Dataset entries:
━━━━━━━━━━━━━━━━━━━━━━━━━━━━━━
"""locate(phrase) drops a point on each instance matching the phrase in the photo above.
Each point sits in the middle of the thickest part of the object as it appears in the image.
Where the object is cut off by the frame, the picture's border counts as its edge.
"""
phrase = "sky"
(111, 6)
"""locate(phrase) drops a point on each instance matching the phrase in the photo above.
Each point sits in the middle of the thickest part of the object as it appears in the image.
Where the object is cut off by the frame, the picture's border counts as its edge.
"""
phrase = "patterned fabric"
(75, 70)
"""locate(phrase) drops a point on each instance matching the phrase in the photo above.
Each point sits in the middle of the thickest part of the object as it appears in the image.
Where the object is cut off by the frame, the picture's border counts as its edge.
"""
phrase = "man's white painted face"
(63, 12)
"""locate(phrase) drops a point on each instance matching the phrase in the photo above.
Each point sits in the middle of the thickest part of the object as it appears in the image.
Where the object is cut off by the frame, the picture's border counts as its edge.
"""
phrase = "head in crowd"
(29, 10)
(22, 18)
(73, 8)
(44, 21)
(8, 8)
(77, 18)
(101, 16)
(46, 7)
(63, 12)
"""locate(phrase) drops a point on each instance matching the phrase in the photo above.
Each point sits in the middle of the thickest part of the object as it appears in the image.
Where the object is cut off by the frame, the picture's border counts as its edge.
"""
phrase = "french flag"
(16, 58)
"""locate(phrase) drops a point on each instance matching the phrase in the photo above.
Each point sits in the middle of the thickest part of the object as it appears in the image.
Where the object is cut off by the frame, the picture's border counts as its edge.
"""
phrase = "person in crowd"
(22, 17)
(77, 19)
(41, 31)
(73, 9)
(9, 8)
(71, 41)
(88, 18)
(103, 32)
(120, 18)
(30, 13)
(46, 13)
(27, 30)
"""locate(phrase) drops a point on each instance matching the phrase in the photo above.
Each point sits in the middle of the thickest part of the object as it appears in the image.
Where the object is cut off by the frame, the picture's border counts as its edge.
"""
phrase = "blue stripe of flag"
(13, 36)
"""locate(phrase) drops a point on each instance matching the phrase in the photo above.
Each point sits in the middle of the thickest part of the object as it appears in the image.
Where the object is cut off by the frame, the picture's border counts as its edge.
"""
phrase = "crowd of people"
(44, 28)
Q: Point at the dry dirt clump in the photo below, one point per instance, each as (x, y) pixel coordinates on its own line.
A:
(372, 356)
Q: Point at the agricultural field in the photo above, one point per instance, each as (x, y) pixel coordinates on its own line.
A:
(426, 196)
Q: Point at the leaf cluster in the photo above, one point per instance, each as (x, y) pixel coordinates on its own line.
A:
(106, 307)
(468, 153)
━━━━━━━━━━━━━━━━━━━━━━━━━━━━━━
THE REQUEST »
Recast every line of the material above as a numbered list, dropping any blank lines.

EXERCISE ANSWER »
1. """locate(phrase) drops a point on each instance matching the phrase in the photo above.
2. Each point sits in the middle of the thickest part of the object as it appears in the image.
3. Where the object is cut off by the frame, the picture's border counts as its edge.
4. """
5. phrase = "sky"
6. (111, 6)
7. """locate(phrase) drops a point on each instance matching the phrase in the photo above.
8. Each point sits in the middle of the thickest part of the object as it appears in the image.
9. Where the object is cut off by the frame, the picture's border counts as its edge.
10. """
11. phrase = "patterned fabric"
12. (75, 70)
13. """locate(phrase) drops a point on each instance matching the phrase in the photo above.
14. Each point sits in the middle of the thickest part of the object as it appears in the image.
15. Where the object is cut off by the frame, the picture's border counts as its edge.
16. """
17. phrase = "man's white painted face"
18. (63, 12)
19. """locate(phrase) drops a point on each instance matching the phrase in the photo above.
20. Each point sits in the middle of the thickest part of the object as it appears in the image.
21. Where the object is cut off by the frame, the picture's border counts as its edge.
22. """
23. phrase = "head in crowd"
24. (29, 10)
25. (22, 18)
26. (73, 8)
27. (44, 21)
28. (8, 8)
29. (77, 18)
30. (101, 16)
31. (46, 7)
32. (63, 12)
33. """locate(phrase) drops a point on each instance matching the phrase in the photo above.
34. Each point sits in the middle of the thickest part of the object as it appears in the image.
35. Where the object is cut off by the frame, the picture's border counts as its edge.
36. """
37. phrase = "french flag"
38. (16, 58)
39. """locate(phrase) drops a point on each instance matching the phrase in the photo above.
40. Each point sits in the middle of the thickest part of the object as it appears in the image.
41. Where the object is cut off by the frame, the picture's border counts as its edge.
42. """
43. phrase = "person in crowd"
44. (22, 17)
45. (77, 19)
46. (41, 31)
47. (73, 9)
48. (9, 8)
49. (71, 41)
50. (88, 18)
51. (103, 32)
52. (120, 18)
53. (30, 13)
54. (46, 13)
55. (27, 30)
56. """locate(phrase) drops a point on each instance matching the phrase in the photo above.
57. Each point sits in the middle of the thickest part of the object as it appears in the image.
58. Where the object is cut off by the frame, the picture's border counts as its edge.
59. """
60. phrase = "blue stripe of flag"
61. (13, 36)
62. """locate(phrase) drops a point on each instance matching the phrase in the photo above.
63. Each point sits in the middle of the thickest part of the object as it appears in the image.
64. Where the object is cut off by the frame, the picture's border counts as its edge.
65. """
66. phrase = "crowd of people"
67. (44, 28)
68. Q: Point at the dry dirt clump in the photo below, one point per instance, each as (x, y) pixel coordinates on its own line.
69. A:
70. (372, 356)
71. Q: Point at the agricultural field in the photo above, one point per instance, each as (x, y) pixel coordinates on its own line.
72. A:
73. (426, 196)
74. Q: Point at the leaf cluster in the photo above, one point per instance, each as (x, y) pixel coordinates on its own line.
75. A:
76. (106, 307)
77. (468, 153)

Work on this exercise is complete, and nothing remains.